Exercise instructions:
Please gather each line of the data below that contains the string "antenna" and copy it in full. The match is case-sensitive.

Provided material:

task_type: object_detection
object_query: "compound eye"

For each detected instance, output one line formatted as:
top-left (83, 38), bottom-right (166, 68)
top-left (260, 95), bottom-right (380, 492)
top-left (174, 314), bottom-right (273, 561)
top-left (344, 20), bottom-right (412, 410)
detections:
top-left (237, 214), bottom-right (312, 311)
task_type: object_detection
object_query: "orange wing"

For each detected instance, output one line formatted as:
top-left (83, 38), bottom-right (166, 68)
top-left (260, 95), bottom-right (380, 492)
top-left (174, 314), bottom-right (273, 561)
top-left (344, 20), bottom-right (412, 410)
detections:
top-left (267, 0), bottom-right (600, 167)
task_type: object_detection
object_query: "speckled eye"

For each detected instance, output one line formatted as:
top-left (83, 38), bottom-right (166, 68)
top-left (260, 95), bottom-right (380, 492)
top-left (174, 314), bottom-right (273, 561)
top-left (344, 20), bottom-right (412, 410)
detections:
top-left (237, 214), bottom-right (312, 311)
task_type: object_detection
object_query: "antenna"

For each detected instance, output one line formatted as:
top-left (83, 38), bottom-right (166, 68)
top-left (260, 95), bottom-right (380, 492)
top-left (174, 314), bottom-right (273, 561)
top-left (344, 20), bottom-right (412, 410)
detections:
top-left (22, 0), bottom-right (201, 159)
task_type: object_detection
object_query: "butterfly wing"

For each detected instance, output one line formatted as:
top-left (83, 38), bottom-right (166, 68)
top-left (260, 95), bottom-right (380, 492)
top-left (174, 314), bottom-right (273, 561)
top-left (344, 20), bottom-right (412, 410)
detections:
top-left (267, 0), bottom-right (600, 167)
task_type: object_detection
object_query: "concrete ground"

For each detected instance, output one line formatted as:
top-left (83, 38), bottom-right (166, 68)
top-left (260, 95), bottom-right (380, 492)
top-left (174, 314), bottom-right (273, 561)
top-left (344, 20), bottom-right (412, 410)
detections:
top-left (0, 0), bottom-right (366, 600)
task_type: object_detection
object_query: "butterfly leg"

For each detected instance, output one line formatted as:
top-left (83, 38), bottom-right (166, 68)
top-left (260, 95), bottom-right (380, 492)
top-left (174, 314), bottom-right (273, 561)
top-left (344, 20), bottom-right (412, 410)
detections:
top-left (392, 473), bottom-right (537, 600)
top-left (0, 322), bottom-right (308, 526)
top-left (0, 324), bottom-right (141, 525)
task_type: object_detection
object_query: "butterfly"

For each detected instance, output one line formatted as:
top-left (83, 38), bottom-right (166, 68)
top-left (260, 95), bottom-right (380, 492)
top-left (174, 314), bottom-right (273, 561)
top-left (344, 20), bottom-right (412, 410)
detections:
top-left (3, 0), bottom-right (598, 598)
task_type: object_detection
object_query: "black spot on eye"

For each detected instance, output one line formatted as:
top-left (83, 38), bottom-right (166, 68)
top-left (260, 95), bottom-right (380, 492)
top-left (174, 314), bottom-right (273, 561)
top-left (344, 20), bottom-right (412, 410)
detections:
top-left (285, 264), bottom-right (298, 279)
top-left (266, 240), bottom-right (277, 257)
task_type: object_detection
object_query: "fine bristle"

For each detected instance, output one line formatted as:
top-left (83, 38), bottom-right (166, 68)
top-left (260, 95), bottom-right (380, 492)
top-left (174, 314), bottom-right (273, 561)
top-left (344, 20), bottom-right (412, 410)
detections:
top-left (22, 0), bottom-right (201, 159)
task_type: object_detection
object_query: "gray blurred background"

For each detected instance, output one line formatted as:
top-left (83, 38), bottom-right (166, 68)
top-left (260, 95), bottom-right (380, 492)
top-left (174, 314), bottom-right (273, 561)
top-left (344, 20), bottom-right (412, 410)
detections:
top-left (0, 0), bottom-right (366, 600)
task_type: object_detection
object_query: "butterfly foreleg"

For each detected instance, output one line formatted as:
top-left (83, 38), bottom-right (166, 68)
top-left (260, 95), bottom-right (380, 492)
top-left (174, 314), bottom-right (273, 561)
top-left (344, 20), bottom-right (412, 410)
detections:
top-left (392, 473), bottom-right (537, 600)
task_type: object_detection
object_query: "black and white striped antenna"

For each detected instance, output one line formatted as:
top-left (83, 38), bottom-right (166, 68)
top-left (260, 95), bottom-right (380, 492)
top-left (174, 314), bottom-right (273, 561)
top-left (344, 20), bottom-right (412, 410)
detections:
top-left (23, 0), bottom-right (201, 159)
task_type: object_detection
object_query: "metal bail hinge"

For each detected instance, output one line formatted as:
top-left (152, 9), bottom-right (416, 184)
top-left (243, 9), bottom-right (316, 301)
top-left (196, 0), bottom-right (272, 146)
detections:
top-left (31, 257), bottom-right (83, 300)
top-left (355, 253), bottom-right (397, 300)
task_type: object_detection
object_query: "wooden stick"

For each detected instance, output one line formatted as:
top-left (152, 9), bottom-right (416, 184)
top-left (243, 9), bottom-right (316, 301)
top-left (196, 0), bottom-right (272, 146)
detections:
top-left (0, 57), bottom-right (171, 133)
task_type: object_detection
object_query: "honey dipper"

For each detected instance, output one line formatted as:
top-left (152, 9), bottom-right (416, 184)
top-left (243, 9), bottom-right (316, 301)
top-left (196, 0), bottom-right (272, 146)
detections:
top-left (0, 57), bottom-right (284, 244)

Solution for this exercise:
object_query: "antenna"
object_query: "black and white striped antenna"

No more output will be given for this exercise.